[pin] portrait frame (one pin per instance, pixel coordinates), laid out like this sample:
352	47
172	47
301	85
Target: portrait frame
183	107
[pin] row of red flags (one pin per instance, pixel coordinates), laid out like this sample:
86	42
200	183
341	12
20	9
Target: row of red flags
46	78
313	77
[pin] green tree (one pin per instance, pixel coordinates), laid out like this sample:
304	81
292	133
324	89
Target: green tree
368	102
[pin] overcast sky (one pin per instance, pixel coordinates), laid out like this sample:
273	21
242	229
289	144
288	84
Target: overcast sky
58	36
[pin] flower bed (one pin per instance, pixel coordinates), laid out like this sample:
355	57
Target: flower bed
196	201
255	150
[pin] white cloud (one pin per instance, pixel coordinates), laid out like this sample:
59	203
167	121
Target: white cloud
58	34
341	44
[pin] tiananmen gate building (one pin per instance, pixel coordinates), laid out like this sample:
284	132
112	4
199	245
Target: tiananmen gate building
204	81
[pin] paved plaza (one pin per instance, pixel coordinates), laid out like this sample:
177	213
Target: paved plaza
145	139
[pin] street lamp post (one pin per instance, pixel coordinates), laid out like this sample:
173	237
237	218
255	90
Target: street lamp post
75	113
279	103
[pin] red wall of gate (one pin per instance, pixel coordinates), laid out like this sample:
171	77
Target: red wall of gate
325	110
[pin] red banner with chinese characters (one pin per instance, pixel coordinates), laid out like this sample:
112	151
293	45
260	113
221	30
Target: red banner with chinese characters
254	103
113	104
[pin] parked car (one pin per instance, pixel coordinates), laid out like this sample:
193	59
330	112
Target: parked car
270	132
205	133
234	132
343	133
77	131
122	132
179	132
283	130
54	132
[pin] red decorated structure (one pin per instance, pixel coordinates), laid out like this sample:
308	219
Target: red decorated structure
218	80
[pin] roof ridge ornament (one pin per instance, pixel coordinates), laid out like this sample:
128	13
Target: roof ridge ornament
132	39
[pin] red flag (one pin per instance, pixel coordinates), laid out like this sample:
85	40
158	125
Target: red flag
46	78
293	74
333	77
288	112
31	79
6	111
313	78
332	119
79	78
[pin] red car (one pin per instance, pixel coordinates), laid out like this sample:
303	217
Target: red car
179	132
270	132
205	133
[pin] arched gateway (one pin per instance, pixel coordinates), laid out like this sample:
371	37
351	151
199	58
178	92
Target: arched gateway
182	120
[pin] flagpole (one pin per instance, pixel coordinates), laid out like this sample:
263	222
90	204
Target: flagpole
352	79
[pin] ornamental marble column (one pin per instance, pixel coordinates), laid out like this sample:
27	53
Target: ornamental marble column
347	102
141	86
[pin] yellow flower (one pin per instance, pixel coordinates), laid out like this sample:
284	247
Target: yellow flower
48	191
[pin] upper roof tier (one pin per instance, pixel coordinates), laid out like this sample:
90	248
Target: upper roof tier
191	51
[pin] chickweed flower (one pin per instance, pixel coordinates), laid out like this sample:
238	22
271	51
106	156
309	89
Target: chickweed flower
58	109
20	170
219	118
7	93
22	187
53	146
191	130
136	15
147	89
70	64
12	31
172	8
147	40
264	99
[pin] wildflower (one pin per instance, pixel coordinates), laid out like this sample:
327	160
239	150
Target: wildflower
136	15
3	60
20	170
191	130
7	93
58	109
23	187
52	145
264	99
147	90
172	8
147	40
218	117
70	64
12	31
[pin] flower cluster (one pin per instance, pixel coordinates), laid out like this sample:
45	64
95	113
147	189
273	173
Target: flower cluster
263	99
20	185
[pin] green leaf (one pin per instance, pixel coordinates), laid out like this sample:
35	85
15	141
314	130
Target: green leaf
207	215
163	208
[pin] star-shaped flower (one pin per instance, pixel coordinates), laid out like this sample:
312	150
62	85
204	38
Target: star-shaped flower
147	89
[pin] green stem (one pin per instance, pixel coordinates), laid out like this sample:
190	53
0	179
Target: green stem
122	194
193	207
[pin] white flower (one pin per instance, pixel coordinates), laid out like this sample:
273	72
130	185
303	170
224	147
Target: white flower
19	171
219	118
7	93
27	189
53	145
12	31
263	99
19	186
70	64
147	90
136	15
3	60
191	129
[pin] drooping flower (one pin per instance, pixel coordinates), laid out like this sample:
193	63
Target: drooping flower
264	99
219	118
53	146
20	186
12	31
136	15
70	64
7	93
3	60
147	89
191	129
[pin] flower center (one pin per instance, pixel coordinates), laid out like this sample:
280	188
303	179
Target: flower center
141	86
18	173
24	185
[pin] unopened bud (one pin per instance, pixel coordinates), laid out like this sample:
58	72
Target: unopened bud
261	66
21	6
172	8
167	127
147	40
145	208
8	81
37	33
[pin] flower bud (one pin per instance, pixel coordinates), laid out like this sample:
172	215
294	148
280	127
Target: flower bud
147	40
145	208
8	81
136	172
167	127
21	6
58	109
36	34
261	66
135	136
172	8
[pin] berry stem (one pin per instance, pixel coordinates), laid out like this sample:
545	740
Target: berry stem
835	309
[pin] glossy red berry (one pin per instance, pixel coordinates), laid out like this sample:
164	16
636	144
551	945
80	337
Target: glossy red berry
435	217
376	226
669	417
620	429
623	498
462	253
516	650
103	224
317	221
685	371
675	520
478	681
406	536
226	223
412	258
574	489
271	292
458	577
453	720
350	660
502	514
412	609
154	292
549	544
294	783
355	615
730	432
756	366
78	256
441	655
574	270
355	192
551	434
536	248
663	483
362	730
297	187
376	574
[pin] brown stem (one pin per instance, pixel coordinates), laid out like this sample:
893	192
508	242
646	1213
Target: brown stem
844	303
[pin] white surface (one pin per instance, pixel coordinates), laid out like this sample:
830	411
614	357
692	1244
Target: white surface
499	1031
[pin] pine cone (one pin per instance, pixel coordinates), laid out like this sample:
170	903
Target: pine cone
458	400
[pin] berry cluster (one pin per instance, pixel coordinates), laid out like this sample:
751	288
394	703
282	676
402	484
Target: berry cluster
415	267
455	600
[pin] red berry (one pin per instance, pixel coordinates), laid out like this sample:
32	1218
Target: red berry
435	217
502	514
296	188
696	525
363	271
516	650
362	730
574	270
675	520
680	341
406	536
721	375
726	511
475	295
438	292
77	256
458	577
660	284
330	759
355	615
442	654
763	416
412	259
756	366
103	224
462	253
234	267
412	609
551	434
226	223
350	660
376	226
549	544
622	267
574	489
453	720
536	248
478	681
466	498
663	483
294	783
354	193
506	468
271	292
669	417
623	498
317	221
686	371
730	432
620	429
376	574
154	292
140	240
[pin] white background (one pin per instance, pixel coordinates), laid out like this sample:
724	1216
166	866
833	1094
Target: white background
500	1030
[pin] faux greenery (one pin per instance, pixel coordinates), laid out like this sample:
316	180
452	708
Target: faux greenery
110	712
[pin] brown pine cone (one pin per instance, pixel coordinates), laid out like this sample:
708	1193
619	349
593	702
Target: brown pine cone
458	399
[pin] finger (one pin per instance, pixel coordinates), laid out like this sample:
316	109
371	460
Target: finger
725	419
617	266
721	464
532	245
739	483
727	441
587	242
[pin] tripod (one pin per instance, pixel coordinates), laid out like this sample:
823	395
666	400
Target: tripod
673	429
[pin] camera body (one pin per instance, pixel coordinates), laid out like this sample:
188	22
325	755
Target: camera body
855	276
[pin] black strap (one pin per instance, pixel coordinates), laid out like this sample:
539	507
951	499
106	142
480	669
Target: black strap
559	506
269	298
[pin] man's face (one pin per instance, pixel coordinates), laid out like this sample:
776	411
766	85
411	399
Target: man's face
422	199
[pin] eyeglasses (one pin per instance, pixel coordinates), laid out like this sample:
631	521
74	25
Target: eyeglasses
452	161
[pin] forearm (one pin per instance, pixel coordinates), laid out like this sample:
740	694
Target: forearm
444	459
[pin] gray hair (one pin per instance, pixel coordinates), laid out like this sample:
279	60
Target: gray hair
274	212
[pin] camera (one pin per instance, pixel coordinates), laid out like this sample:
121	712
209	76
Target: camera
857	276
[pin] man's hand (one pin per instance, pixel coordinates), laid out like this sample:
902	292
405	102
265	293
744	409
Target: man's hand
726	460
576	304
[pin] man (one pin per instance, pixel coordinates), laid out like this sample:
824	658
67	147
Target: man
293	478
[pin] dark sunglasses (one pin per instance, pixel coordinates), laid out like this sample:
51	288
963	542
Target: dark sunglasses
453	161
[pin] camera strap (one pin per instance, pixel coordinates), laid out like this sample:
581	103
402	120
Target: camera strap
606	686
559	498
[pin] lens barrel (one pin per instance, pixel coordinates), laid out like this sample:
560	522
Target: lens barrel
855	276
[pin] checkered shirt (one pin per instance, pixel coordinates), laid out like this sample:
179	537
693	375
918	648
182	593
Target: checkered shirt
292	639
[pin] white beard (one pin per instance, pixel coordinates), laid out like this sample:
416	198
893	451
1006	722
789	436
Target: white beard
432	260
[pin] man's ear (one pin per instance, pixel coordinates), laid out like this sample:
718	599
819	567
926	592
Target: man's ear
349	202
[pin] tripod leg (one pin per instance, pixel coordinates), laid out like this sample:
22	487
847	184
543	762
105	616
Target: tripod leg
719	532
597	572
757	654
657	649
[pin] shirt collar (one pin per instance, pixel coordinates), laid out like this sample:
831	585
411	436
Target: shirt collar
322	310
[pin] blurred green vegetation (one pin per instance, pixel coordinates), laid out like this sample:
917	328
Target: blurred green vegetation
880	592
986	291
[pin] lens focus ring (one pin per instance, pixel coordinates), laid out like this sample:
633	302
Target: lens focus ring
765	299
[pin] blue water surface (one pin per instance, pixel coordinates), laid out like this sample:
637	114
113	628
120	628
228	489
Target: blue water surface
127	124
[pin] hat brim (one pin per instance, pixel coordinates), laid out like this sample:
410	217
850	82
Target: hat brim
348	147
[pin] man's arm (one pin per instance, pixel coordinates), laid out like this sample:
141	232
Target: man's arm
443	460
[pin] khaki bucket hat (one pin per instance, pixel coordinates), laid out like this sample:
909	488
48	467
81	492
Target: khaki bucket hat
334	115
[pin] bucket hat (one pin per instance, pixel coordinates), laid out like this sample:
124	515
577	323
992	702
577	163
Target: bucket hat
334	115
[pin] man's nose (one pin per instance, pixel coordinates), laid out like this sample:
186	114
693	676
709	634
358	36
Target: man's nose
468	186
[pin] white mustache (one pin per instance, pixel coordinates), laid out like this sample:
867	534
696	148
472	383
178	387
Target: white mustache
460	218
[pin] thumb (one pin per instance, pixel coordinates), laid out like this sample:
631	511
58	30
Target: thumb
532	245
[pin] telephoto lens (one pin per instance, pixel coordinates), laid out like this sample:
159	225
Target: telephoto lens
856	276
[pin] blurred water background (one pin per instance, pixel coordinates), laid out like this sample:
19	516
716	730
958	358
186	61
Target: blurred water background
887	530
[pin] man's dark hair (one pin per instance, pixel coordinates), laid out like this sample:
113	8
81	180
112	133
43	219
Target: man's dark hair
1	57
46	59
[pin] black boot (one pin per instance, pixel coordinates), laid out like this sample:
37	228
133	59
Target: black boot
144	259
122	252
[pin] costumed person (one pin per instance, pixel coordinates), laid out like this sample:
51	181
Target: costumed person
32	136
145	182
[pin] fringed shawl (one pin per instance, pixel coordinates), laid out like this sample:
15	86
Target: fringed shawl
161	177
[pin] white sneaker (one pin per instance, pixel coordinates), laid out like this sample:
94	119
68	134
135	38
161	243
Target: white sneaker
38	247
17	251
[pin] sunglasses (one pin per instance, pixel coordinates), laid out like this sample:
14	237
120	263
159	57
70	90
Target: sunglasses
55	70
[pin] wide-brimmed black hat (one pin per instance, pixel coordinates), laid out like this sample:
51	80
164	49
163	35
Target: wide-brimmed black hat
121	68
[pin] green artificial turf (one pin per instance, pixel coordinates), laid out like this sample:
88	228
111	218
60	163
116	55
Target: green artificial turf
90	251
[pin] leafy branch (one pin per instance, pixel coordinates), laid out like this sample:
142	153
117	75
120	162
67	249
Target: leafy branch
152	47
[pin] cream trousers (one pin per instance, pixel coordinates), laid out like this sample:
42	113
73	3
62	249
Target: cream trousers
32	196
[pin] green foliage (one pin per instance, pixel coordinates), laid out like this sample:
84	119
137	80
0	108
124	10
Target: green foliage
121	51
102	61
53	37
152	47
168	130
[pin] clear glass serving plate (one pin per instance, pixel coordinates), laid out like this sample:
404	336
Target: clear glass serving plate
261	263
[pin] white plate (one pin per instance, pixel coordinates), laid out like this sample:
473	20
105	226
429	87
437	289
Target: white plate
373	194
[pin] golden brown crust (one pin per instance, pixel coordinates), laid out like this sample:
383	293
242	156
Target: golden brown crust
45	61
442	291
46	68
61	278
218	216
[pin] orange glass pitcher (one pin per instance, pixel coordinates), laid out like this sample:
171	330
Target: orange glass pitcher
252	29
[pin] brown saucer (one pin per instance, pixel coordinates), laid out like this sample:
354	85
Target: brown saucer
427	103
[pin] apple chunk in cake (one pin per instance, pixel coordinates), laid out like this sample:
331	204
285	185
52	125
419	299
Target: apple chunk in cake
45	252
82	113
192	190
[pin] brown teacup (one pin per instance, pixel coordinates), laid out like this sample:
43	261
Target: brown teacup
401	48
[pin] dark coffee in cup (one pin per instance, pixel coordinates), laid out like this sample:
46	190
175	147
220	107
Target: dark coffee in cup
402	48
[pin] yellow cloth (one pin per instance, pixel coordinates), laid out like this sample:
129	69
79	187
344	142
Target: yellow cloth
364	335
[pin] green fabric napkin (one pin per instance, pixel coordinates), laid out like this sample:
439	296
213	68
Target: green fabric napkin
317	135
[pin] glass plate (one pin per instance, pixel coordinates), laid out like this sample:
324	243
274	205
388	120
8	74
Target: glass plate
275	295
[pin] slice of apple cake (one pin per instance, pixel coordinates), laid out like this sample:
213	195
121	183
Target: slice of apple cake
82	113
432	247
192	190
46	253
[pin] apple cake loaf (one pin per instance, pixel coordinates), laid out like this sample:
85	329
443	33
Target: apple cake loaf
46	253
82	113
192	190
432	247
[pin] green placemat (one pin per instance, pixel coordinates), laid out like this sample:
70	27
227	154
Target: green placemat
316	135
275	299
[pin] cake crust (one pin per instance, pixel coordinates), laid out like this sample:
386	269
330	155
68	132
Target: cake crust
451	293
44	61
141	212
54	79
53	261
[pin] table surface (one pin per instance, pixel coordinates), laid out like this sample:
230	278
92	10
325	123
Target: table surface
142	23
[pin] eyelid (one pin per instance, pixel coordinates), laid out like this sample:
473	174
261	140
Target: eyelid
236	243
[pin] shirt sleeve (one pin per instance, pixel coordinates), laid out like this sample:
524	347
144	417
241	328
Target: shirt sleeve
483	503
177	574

# # #

### Problem to work on
Please retype, exactly as written, every line from the line containing "[pin] slice of" through the last line of the records above, including both of those lines, and nothing else.

### Worked answer
[pin] slice of apple cake (one pin per instance, pixel coordinates), laid out like this sample:
213	195
121	183
Target: slice of apple cake
82	113
432	247
192	190
46	253
[pin] apple cake loaf (one pin per instance, pixel coordinates), laid out like this sample:
85	329
443	33
Target: apple cake loaf
46	253
82	113
192	190
432	247
[pin] green placemat (one pin per instance, pixel coordinates), laid out like this sample:
70	27
227	154
Target: green placemat
316	135
275	299
[pin] cake crust (one pin per instance, pixel coordinates), laid out like this sample:
386	269
330	155
68	132
Target: cake crust
451	293
44	61
141	212
54	79
53	261
[pin] table surface (one pin per instance, pixel coordinates), laid out like this sample:
230	278
92	10
325	123
Target: table surface
142	23
[pin] eyelid (one pin per instance, pixel coordinates), laid out like this sample:
473	174
261	140
Target: eyelid
236	243
[pin] shirt sleeve (one pin per instance, pixel coordinates), laid out like this sample:
524	347
144	417
241	328
Target: shirt sleeve
483	503
177	574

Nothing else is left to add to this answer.